- Wybrany fragment -
★ ★ ★

Część #?: ...(Te części niniejszej strony są zarezerwowane do przyszłego jej poszerzania)...

       Wprowadzenie do poniższych #?1 do #?4 tej strony: ...

#?1. ...(Punkty zarazerwowane do przyszłego użycia i napisania)...

      


Część #Z: Podsumowanie, oraz informacje końcowe tej strony:

      

#Z1. Podsumowanie tej strony:

       Na Ziemi "coś jest grane", zaś uparte pojawianie się zdjęć UFOnautów jest na to najlepszym dowodem. Najwyższy więc czas abyśmy zaprzestali dalszego "chowania głowy w piasek" i zajęli się racjonalnym przebadaniem tego ogromnie istotnego problemu ludzkości.


#Z2. Czy czytelnicy mogą przesyłać dalsze zastanawiające ich zdjęcia do zinterpretowania i wystawienia na tej stronie:

       Tak mogą i nawet powinni. Wszakże po to właśnie niniejsza strona została stworzona. Zamiast więc butelkować swoje wątpliwości na temat przypadkowo wykonanego przez siebie niezwykłego zdjęcia, bardziej racjonalne jest przysłanie kopii tego zdjęcia na mój adres do zinterpretowania i do pokazania innym. Po przysłaniu mi jakiegoś zdjęcia, jeśli stwierdzę że faktycznie uchwyciło ono UFOnautę lub wehikuł UFO, wówczas samo zdjęcie a także jego interpretację opublikuję na niniejszej stronie. Z kolei nowa wersja tej strony z już włączonym do niej danym zdjęciem i interpretacją, zostaną załadowane na kilka witryn internetowych wyszczególnionych w "Menu 3". Jeśli więc UFOnauci zasabotażują jedną lub kilka z owych witryn, dane zdjęcie ciągle będzie można sobie oglądnąć na kilku dalszych z nich. (Zauważ że natychmiastowe załadowanie nowej wersji tej strony na wszystkie owe witryny wyszczególnione w "Menu 3" nie zawsze jest możliwe z powodu nasilających się sabotaży owych witryn. Przyczyny i pochodzenie owych sabotaży wyjaśnione zostały szerzej na odrębnej stronie internetowej uruchamianej z "Menu 1" oraz z "Menu 2" pod nazwą "FAQ - częste pytania".)

★ ★ ★

- Fragment danych -
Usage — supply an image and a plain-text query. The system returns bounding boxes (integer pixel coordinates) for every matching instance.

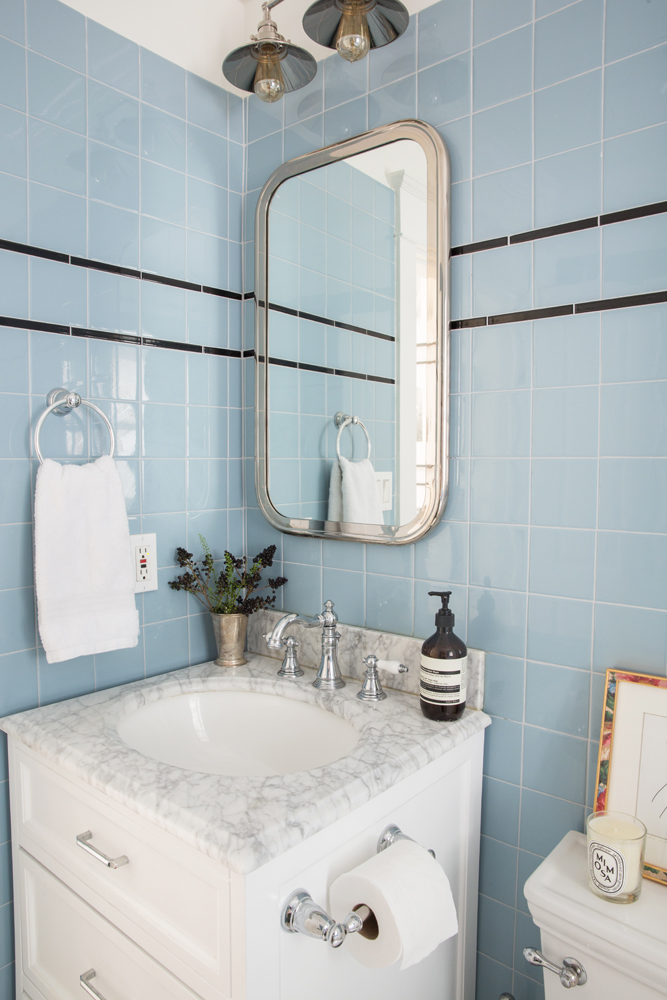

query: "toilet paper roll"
[329,840,459,969]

★ ★ ★

- Cel zadania 1 -
Oceń, czy trzy poniższe stwierdzenia zgadzają się z wybranym fragmentem. Przy każdym odpowiedz „tak” lub „nie” i dokładnie przytocz słowa fragmentu, które o tym rozstrzygają.
(a) Każde przysłane zdjęcie zostaje opublikowane na stronie, bez względu na to, co przedstawia.
(b) Nowej wersji strony nie zawsze da się od razu umieścić na wszystkich witrynach z "Menu 3".
(c) Czytelnicy nie powinni przysyłać swoich zdjęć.
- Cel zadania 2 -
Zwróć dokładną kopię tej części wybranego fragmentu, która zaczyna się od słów zawierających „#?1. ...(Punkty zarazerwowane”, a kończy na „istotnego problemu ludzkości.”.

- Pełna odpowiedź 1 -
(a) Nie: „jeśli stwierdzę że faktycznie uchwyciło ono UFOnautę lub wehikuł UFO, wówczas samo zdjęcie a także jego interpretację opublikuję na niniejszej stronie”.
(b) Tak: „natychmiastowe załadowanie nowej wersji tej strony na wszystkie owe witryny wyszczególnione w "Menu 3" nie zawsze jest możliwe”.
(c) Nie: „Tak mogą i nawet powinni.”

- Pełna odpowiedź 2 -
#?1. ...(Punkty zarazerwowane do przyszłego użycia i napisania)...

      


Część #Z: Podsumowanie, oraz informacje końcowe tej strony:

      

#Z1. Podsumowanie tej strony:

       Na Ziemi "coś jest grane", zaś uparte pojawianie się zdjęć UFOnautów jest na to najlepszym dowodem. Najwyższy więc czas abyśmy zaprzestali dalszego "chowania głowy w piasek" i zajęli się racjonalnym przebadaniem tego ogromnie istotnego problemu ludzkości.